- _Extract to read_
I did get the story written about body image and sent it off. But since then, I've been stalled. I've written a dozen openings for my story about my first trip to London and discarded them all. I've rewritten a few orphan stories and submitted them to new venues. I've not been entirely idle. Oh, no. I've cleaned out some writing files, discarded some old call outs for submissions, and even dusted my desk.

Tomorrow's my last chance for the year...I'm going to finish the England story. If I get that done, I'll be ready to greet the new year with renewed vigor. Cheers!

Sunday, December 18, 2011

A Taste of Dickens for Christmas and 2012


I'm planning to start my Dickens Bicentennial celebration on Christmas Eve, even though the official onset isn't until New Year's Day. Charles Dickens, born in Landport, Portsmouth, England, on February 7, 2012, long has been a favorite of mine, and, of course, millions of others.

So next weekend I plan to settle down with some of the movies I've been taping from the Turner Classic Movies wondrous "Dickens in December" series, showing each Monday night. Here's my lineup so far for Christmas weekend:
  • The Mystery of Edwin Drood (1935) with Claude Rains.
  • Oliver Twist (1948) with Alec Guinness.
  • Nicholas Nickleby (1947) with Cedric Hardwicke.

- _What the exercise asks_
Summarize the blog excerpt above in two sentences.

- _Entries supplied_
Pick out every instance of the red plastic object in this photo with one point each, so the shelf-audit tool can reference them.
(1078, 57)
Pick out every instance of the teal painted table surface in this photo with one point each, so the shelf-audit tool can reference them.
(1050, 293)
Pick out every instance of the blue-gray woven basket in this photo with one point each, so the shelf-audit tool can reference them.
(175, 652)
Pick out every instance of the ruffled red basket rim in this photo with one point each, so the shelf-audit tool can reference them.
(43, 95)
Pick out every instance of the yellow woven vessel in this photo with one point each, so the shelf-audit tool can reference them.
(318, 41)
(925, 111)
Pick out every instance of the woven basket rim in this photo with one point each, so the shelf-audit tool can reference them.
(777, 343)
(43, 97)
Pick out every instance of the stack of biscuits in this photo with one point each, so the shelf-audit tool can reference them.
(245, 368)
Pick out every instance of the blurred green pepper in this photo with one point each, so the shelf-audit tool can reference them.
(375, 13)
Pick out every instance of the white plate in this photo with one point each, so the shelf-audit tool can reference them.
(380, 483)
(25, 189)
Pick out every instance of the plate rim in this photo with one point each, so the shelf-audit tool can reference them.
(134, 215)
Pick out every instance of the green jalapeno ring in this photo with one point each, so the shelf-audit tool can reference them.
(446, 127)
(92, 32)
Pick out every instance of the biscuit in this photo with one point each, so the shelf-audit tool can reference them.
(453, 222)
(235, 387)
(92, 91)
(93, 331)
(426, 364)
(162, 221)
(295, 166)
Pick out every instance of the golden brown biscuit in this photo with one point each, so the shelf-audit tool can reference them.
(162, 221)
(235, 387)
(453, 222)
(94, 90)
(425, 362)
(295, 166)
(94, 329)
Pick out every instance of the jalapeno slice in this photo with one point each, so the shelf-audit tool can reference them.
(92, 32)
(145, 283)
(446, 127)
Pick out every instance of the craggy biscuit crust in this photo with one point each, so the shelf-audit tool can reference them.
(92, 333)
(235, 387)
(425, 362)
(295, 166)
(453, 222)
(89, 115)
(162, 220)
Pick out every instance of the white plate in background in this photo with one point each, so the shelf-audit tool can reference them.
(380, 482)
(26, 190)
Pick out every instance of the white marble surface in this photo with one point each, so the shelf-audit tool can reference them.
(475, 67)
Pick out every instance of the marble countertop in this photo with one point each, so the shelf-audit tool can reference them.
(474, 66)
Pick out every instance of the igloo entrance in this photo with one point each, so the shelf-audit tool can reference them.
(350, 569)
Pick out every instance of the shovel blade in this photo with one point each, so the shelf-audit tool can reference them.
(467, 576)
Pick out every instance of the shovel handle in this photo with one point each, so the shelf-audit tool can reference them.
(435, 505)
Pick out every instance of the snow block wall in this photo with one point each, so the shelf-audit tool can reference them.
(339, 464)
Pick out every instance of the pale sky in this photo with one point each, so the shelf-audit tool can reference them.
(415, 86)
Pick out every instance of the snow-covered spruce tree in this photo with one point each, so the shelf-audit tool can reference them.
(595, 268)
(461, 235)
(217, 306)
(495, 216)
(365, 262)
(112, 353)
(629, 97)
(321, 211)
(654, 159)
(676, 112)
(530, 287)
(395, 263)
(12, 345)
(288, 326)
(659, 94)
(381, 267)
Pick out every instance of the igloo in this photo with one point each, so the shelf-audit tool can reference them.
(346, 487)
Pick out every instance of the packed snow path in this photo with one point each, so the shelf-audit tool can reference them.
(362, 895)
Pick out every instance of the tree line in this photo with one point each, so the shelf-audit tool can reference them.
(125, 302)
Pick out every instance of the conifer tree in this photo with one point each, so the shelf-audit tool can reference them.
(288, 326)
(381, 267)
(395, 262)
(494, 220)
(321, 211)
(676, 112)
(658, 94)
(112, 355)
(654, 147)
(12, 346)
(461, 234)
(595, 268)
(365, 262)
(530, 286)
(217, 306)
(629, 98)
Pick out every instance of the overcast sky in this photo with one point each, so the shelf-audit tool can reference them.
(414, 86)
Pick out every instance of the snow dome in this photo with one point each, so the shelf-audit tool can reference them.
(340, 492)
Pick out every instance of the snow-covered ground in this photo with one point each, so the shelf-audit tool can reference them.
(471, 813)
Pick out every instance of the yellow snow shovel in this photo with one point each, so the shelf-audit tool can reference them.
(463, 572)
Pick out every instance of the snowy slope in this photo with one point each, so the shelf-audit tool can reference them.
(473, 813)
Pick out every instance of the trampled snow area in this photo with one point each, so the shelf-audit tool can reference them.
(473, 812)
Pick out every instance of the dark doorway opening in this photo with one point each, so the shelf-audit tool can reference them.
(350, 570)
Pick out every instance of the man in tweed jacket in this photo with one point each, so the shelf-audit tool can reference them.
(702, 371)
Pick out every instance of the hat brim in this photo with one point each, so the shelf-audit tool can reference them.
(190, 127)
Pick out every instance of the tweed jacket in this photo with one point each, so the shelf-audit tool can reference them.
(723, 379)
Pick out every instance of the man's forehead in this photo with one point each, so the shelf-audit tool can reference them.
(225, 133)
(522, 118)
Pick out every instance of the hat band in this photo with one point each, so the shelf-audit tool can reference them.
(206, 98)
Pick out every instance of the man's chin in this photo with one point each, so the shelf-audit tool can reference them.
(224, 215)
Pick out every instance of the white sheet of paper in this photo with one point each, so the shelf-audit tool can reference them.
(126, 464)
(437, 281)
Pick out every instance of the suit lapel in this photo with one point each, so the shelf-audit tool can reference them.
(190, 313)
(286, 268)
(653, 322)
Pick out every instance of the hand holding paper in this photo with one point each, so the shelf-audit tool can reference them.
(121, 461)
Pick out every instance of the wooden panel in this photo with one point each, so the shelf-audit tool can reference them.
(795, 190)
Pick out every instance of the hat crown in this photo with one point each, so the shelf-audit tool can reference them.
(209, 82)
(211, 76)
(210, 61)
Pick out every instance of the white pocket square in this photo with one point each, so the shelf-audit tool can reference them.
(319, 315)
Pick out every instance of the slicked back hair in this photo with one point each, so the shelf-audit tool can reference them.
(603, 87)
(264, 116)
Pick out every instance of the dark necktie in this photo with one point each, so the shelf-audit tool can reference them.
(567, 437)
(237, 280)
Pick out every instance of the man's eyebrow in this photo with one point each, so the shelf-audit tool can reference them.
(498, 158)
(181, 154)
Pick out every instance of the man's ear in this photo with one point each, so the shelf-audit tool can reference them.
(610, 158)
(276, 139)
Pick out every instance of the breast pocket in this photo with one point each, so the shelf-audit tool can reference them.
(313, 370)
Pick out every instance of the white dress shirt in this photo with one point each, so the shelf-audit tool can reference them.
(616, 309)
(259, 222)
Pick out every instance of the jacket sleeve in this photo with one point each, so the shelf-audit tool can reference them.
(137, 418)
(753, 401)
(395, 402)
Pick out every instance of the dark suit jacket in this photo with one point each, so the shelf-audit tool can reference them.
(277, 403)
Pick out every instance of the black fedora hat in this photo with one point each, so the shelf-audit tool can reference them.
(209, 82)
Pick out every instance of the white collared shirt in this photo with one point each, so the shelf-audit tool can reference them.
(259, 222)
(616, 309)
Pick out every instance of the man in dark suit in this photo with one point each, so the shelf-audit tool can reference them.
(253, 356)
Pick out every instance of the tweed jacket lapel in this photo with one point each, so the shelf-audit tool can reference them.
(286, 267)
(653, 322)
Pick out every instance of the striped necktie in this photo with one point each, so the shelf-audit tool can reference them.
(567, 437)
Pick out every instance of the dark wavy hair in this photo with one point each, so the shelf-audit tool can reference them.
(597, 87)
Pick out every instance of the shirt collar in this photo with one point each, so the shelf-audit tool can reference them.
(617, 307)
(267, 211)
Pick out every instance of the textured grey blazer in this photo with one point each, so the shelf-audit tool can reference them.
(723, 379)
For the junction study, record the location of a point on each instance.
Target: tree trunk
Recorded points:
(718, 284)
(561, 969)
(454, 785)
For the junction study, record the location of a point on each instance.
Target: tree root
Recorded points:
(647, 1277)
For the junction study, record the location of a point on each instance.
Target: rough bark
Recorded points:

- _Solved exercise_
The writer finished and submitted a story about body image but has since stalled, discarding a dozen openings for a story about a first trip to London while rewriting and resubmitting other stories and tidying files and a desk, and resolves to finish the England story tomorrow. In another entry, the writer plans to begin a Dickens Bicentennial celebration on Christmas Eve by watching films taped from Turner Classic Movies' "Dickens in December" series, including The Mystery of Edwin Drood, Oliver Twist, and Nicholas Nickleby.